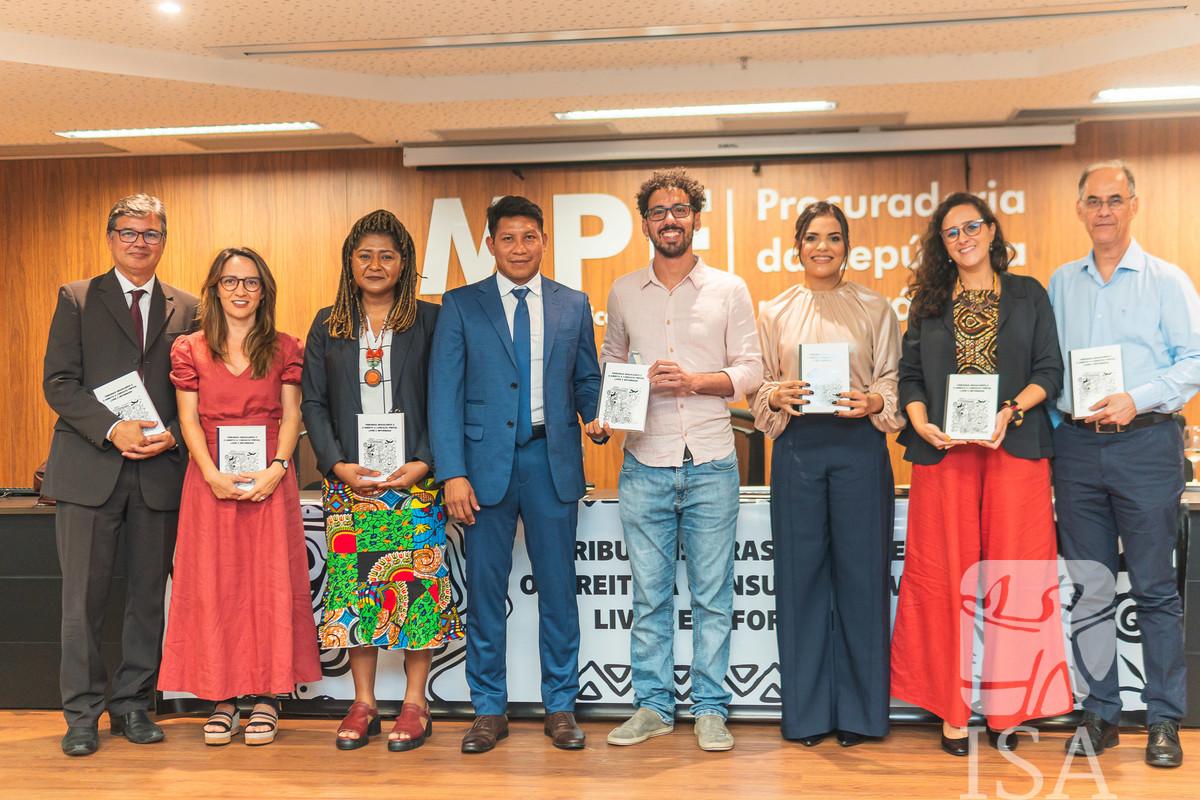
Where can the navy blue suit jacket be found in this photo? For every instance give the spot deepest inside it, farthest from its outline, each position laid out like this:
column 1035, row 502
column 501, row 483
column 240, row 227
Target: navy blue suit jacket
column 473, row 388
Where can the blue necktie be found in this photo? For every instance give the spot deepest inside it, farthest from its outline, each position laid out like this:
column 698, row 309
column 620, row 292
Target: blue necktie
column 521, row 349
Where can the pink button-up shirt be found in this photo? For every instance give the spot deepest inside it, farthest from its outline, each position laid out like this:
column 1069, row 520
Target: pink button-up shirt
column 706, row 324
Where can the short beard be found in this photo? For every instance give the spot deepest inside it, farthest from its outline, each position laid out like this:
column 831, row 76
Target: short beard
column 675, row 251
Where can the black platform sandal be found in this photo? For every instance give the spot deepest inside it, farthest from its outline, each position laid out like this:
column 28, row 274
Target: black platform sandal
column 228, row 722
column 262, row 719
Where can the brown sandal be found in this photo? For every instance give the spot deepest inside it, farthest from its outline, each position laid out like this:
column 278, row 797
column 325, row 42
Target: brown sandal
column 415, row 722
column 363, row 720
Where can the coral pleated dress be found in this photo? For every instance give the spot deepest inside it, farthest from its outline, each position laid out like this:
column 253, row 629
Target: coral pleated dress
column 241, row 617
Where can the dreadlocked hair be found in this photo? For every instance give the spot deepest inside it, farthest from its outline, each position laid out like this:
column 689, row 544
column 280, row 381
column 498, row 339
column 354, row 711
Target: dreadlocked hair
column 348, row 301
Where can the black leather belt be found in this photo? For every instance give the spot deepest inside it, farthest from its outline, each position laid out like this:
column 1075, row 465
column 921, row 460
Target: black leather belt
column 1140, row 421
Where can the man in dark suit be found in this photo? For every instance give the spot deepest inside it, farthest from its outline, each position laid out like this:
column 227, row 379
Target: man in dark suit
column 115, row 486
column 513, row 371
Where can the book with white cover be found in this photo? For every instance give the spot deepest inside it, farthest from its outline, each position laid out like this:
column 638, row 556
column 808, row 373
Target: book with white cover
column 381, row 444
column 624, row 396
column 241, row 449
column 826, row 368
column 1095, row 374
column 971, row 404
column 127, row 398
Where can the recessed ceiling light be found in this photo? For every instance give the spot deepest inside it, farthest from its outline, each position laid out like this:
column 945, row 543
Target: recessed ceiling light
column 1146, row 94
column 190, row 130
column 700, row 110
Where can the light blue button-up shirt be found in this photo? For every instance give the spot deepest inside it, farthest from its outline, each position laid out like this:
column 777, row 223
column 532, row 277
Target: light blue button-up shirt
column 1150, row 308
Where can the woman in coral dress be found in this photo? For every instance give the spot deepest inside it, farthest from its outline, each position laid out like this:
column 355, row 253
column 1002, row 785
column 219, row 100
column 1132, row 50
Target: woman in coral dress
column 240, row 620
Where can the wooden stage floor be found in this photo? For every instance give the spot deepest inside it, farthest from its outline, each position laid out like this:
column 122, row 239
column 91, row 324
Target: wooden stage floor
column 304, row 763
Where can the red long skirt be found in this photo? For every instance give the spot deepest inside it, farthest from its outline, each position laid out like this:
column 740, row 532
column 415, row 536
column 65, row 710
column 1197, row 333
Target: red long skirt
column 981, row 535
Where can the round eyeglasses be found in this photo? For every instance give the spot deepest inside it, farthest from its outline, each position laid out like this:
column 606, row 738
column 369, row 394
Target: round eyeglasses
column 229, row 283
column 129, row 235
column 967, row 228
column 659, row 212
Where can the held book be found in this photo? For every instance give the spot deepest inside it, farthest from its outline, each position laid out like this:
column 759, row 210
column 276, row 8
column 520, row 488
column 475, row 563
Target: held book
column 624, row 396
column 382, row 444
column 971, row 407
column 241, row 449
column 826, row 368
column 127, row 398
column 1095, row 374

—————

Task details -> Reproduce every one of the records above word for word, leaving out the pictures.

Response below ->
Where can the navy blue suit jacket be found in this photo? For every instance give the spot deepest inside it, farthest from its outline, each position laid out like this:
column 1035, row 502
column 501, row 483
column 240, row 227
Target: navy blue suit jacket
column 473, row 388
Where can the blue necktie be found in this photo? For every instance give the spot deepest inside it, farthest from its outline, each position laid out like this:
column 698, row 309
column 620, row 292
Target: blue necktie
column 521, row 349
Where can the pink button-up shirt be found in this photo? For every instance give the spot deepest inside it, farthest from its outline, each position laid out like this:
column 1069, row 520
Target: pink button-up shirt
column 706, row 324
Where can the short beard be found in this photo? For every instance give the spot deepest inside it, farthest from its outline, each position laid out like this:
column 831, row 76
Target: short beard
column 675, row 251
Where can the black platform sandal be found in this photo? For every instance give the spot deepest inside it, farthest from its outline, each position laid out like this:
column 28, row 274
Target: black platform sandal
column 228, row 722
column 262, row 719
Where can the brown sandal be found in this photo? For every instance give the spot deepest inside it, farthest from its outline, each position laid out like this:
column 278, row 797
column 325, row 42
Target: brown sandal
column 415, row 722
column 363, row 720
Where can the coral pleated dress be found in this photo? For every instance give the spot deepest inside it, farthest from its outline, each position laid out like this:
column 253, row 629
Target: coral pleated dress
column 241, row 617
Where can the dreadlocked hair be found in this photo? For every instance give the spot deepest inside it, farthest from its outline, each position laid out like this:
column 689, row 544
column 280, row 381
column 498, row 339
column 354, row 711
Target: dreadlocked hair
column 348, row 301
Where can the black leather belt be found in this photo? For every instance give the spot deepest inside it, farthest from its outline, each position laid out like this:
column 1075, row 465
column 921, row 460
Target: black leather belt
column 1140, row 421
Where can the man in dark suit be found in this photo? For every instance give the spot deepest inside it, farthest from its outline, each position laid out like this:
column 227, row 379
Target: man in dark suit
column 115, row 486
column 513, row 371
Where can the book with white cover be found in this photo? For every instance give the spot deepest inside it, farthest from its outline, each position laid out like this:
column 638, row 556
column 808, row 373
Target: book with white cover
column 381, row 444
column 624, row 396
column 241, row 449
column 826, row 368
column 1095, row 374
column 971, row 404
column 127, row 398
Where can the recessed ceiling light be found in this photo? For every instance give the spot deepest inside it, farthest from its outline, each position laid out like this:
column 945, row 543
Target: recessed ceiling light
column 1146, row 94
column 190, row 130
column 700, row 110
Where can the light blue button-up shirt be found in this photo? For every instance give the spot deepest inside it, farthest from its outline, each position laid out like this:
column 777, row 223
column 532, row 277
Target: light blue button-up shirt
column 1150, row 308
Where can the woman in coral dress be found in this photo? For every instance give the spot deepest inside it, farthest from its outline, each position laid out like this:
column 355, row 253
column 1002, row 785
column 219, row 100
column 1132, row 50
Target: woman in coral dress
column 240, row 620
Where can the wooden stage floor be found in this photo? For every instance give the spot deepest inside it, farthest from its outline, each position laid out like this:
column 122, row 239
column 91, row 324
Target: wooden stage floor
column 304, row 763
Where can the red long skirt be found in this photo? For every instance give the spot deepest inside it, farthest from its outline, each position laid out like this:
column 740, row 532
column 415, row 536
column 65, row 710
column 1197, row 333
Target: red long skirt
column 981, row 535
Where can the round eyeglasses be found in this photo? For every instance give the spot deepest inside it, farthest from its outline, each position laid out like this:
column 606, row 738
column 369, row 394
Target: round eyeglasses
column 229, row 283
column 129, row 235
column 967, row 228
column 659, row 212
Where can the held book be found in this photo? For every instance give the spot deepest inside it, farthest from its outline, each position laid out like this:
column 759, row 210
column 276, row 8
column 520, row 488
column 475, row 563
Target: held book
column 624, row 396
column 382, row 444
column 971, row 407
column 241, row 449
column 826, row 368
column 127, row 398
column 1095, row 374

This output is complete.